What is needed. Quote every line of the data below verbatim, from the first line to the last.

Records for processing.
##############################
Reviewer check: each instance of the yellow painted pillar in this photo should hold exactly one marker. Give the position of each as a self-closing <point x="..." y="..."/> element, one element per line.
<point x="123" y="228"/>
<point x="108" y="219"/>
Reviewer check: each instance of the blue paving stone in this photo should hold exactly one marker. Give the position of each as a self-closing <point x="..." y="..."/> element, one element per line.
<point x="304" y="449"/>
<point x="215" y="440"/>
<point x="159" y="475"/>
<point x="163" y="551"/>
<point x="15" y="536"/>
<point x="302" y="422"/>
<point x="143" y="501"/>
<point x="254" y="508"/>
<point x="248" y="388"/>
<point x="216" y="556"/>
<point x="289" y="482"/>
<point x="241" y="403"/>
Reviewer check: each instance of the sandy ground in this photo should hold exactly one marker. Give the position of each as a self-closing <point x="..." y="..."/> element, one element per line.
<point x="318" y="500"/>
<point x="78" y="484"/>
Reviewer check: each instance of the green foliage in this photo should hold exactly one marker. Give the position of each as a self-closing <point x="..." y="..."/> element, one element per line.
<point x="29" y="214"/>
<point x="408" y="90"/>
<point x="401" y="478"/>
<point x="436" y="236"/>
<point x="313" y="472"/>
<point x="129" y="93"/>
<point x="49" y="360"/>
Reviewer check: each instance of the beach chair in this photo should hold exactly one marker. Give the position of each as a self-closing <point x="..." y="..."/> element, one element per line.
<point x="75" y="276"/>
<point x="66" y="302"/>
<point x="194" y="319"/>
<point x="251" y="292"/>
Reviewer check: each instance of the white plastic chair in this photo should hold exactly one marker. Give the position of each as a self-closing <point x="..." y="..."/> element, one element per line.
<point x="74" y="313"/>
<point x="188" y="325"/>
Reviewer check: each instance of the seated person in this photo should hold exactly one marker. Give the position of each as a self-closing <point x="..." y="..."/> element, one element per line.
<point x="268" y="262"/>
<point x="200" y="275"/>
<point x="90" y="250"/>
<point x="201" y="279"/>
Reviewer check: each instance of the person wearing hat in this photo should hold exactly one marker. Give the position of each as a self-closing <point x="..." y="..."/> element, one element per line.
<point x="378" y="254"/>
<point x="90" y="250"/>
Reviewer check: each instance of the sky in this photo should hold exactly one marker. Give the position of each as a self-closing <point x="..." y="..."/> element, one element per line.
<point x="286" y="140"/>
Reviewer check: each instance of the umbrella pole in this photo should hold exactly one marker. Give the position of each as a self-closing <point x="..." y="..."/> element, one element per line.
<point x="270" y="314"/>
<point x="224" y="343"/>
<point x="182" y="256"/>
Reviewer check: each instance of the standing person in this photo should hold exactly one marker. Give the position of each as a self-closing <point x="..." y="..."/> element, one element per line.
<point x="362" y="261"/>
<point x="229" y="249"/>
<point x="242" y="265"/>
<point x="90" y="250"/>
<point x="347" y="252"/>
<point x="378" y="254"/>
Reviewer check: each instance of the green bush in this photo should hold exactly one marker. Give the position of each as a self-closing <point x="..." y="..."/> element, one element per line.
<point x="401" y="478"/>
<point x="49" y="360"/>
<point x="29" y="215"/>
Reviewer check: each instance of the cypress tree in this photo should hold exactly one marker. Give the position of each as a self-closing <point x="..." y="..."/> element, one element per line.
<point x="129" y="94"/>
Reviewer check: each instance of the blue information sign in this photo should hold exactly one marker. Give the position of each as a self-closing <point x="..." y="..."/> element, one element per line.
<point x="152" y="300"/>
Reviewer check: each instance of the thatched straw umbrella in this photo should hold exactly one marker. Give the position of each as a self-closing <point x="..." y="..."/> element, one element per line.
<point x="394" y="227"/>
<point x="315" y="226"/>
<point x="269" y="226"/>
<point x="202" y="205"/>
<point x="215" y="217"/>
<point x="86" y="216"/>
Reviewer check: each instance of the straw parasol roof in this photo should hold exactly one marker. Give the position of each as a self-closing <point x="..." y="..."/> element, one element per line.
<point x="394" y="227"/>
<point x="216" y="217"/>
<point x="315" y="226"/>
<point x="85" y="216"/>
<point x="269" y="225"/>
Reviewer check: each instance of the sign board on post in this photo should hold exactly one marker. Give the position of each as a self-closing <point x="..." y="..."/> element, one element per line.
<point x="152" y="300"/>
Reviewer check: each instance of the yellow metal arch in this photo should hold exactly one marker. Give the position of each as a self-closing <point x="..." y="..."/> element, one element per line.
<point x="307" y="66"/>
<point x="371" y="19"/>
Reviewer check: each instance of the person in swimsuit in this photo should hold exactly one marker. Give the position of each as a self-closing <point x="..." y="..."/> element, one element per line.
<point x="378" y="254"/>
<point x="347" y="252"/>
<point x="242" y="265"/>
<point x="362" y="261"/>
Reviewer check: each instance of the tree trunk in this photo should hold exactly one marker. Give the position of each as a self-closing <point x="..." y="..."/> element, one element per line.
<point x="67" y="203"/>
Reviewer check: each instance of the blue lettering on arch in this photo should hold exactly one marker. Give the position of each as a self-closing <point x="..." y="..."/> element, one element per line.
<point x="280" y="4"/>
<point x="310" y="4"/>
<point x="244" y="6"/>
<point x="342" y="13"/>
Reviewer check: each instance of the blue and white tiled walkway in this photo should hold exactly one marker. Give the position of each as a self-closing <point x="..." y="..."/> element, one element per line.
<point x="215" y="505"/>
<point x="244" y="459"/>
##############################
Task response.
Reviewer check: each instance of the yellow painted pillar in this photo should hold exactly one marker. Give the position of each as a self-closing <point x="..." y="..."/> element, one element per line.
<point x="123" y="228"/>
<point x="108" y="219"/>
Reviewer check: each instance of the blue paving stone in this photo should hold exactly one marker. Give the position of each as a self-closing <point x="..." y="..."/> element, one element per line.
<point x="304" y="449"/>
<point x="215" y="440"/>
<point x="159" y="475"/>
<point x="163" y="551"/>
<point x="15" y="536"/>
<point x="302" y="422"/>
<point x="143" y="501"/>
<point x="254" y="508"/>
<point x="248" y="388"/>
<point x="216" y="556"/>
<point x="289" y="482"/>
<point x="241" y="403"/>
Reviewer check: each instance of the sandy ground in this photo should hold exactly one marker. Give the position of each as a self-closing <point x="..." y="..."/> element, one element per line.
<point x="318" y="500"/>
<point x="78" y="484"/>
Reviewer check: each instance of the green foliage in this photo should hold exactly one marker. Give the position of each as a self-closing <point x="..." y="..."/> element, one element per line.
<point x="29" y="214"/>
<point x="408" y="90"/>
<point x="401" y="478"/>
<point x="436" y="236"/>
<point x="313" y="472"/>
<point x="129" y="93"/>
<point x="49" y="360"/>
Reviewer check: each instance of the beach chair in this photo should hold exactly one marker. Give the position of each as a self-closing <point x="..." y="..."/> element, one element per line.
<point x="75" y="276"/>
<point x="66" y="302"/>
<point x="194" y="319"/>
<point x="251" y="292"/>
Reviewer check: each instance of the white plastic chair in this photo should hold exactly one marker. Give the position of each as a self-closing <point x="..." y="..."/> element, one element per line.
<point x="74" y="313"/>
<point x="188" y="325"/>
Reviewer check: each instance of the seated person in this photo should hold exactly one marker. Give the position of each as a self-closing <point x="..." y="..."/> element, one element per line.
<point x="268" y="262"/>
<point x="200" y="275"/>
<point x="90" y="250"/>
<point x="201" y="279"/>
Reviewer check: each instance of the person wearing hat in this photo should hold exactly one marker. Give the position of each as a self-closing <point x="..." y="..."/> element, one element per line.
<point x="378" y="254"/>
<point x="90" y="250"/>
Reviewer check: each instance of the sky in this photo should hold exactly one marker. Give the position of each as a self-closing <point x="..." y="..."/> element, one element per line.
<point x="286" y="140"/>
Reviewer check: each instance of the umbrella pole in this photo should hold exactly one marker. Give the position of each as a self-closing <point x="..." y="..."/> element, one element per line.
<point x="270" y="314"/>
<point x="224" y="343"/>
<point x="182" y="256"/>
Reviewer check: each instance of the standing person in this photo should hold exactly one marker. Give the position of each as a self-closing <point x="..." y="..."/> element, one element per line.
<point x="362" y="261"/>
<point x="229" y="249"/>
<point x="242" y="265"/>
<point x="90" y="250"/>
<point x="347" y="252"/>
<point x="378" y="254"/>
Reviewer check: each instance of the green bush in this photo should hold exactly one marker. Give the position of each as a self-closing <point x="..." y="..."/> element, one element per line.
<point x="401" y="478"/>
<point x="49" y="360"/>
<point x="29" y="215"/>
Reviewer check: each instance of the cypress tree in this photo should hold exactly one marker. Give the position of each as a self-closing <point x="..." y="..."/> element, one element per line.
<point x="129" y="94"/>
Reviewer check: each instance of the blue information sign in this photo should hold exactly one marker. Give the position of each as a self-closing <point x="..." y="..."/> element, one element per line.
<point x="152" y="300"/>
Reviewer check: each instance of the thatched straw umbrella in this photo should hold exactly one marker. Give the position of each as a self-closing <point x="..." y="..."/> element, one element per line.
<point x="394" y="227"/>
<point x="315" y="226"/>
<point x="269" y="226"/>
<point x="202" y="205"/>
<point x="215" y="217"/>
<point x="86" y="216"/>
Reviewer check: each instance of the straw parasol roof in this photo should hold exactly one marker. Give the position of each as a self-closing <point x="..." y="..."/> element, one element per line.
<point x="394" y="227"/>
<point x="216" y="217"/>
<point x="315" y="226"/>
<point x="85" y="216"/>
<point x="269" y="225"/>
Reviewer check: each instance of the sign board on post in this photo should hold exactly one marker. Give the position of each as a self-closing <point x="..." y="..."/> element, one element per line.
<point x="152" y="300"/>
Reviewer check: each instance of the yellow metal arch in this photo should hold exactly one marker. Give the position of each as a self-closing <point x="..." y="..."/> element, one element per line.
<point x="307" y="66"/>
<point x="371" y="19"/>
Reviewer check: each instance of the person in swimsuit in this photo should hold exactly one marker. Give the position of each as a self-closing <point x="..." y="..."/> element, one element per line.
<point x="378" y="254"/>
<point x="347" y="252"/>
<point x="242" y="265"/>
<point x="362" y="261"/>
Reviewer check: each instance of the tree trunk in this photo should hold exactly one marker. Give the position of each as a self-closing <point x="..." y="..."/> element, one element per line.
<point x="67" y="203"/>
Reviewer check: each instance of the blue lettering on arch in this photo should hold exactly one marker. Give the position of each as a self-closing <point x="..." y="..."/> element, one element per line.
<point x="280" y="4"/>
<point x="310" y="4"/>
<point x="244" y="6"/>
<point x="342" y="13"/>
Reviewer check: each instance of the blue and white tiled walkway in this photo should hold exactly one marker. Give the position of each as a self-closing <point x="..." y="..."/> element, one element per line.
<point x="215" y="505"/>
<point x="244" y="459"/>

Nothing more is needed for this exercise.